*提示文:*

++++

てんつるさんによる心霊にまつわる怖い話の投稿です

脳裏に焼き付く「何か」
長編 2021/10/27 12:27 2,039view

でも後ろを振り返れない。

恐怖だけがどんどんと加速して行き、手を洗っている時間がまるでフリーズしたように永遠に感じられました。

夫ではないその「何か」は何故かは分かりませんが私の脳裏にはっきり映っているのです。

長い髪をした女。

顔は分かりません。

その女がずっとこちらに向いて後ろに立っている。

怖くて怖くてたまりませんでした。

意を決して走り出し、急いで夫がいる寝室のベッドに戻り夫を起こしました。

「どうしたの?」とびっくりする夫、私は怖さのあまり、身体が震えて泣いていました。

「怖い!とにかく怖い!変なのがいたの!」

++++

*収集資料:*
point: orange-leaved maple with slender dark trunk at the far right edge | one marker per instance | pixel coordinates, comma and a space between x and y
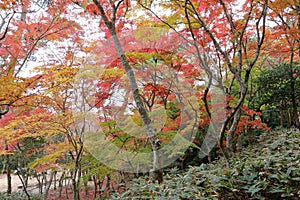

++++

*課題 1:*
心霊の怖い話について答えてください。
(a) この話を投稿したのは誰ですか。
(b) 脳裏に映った女はどんな髪をしていましたか。
(c) 走り出した「私」は、どこに戻って誰を起こしましたか。
*課題 2:* 心霊の怖い話の続きを、「怖い!とにかく怖い!変なのがいたの!」の後から書いてください。
収集資料の各行は使わなくてかまいません。

*解答 1:*
(a) てんつるさん
(b) 長い髪
(c) 寝室のベッドに戻り、夫を起こした。

*解答 2:*
と、夫からしたら何を言っているんだ?と思われたでしょうが、その「何か」を説明するのも怖くてそれ以上は話ができませんでした。

しばらく夫が起きてなだめてくれたので、次第に安心感も戻ってきて、私は再度眠りにつくことができました。

あの「何か」は一体何だったのかは今でも分かりません。

そしてどうして震えて泣くほど怖かったのか、自分でも分かりません。

人間、本当に恐怖だと震えて泣くものなのか、というのも初めて経験しました。

それ以来、不思議な体験や怖い体験をすることはなかったのですが、「原因はこれなのでは?」ということがひとつ思い浮かびます。

私たち夫婦が引っ越したこの物件の真隣が納骨堂だったのです。

そして寝室にしていた部屋の窓を開けるとすぐ納骨堂が見えます。

私も夫も特に霊感がないので、引っ越し先の真隣が納骨堂でも全く気にしていなかったのですが、後々考えると立地の問題だったようにも思えます。

結局、その住まいは1年くらい住んで別のところにまた引っ越すことになったのですが、その引っ越し先ではそういった不思議な体験は全くしなくなりました。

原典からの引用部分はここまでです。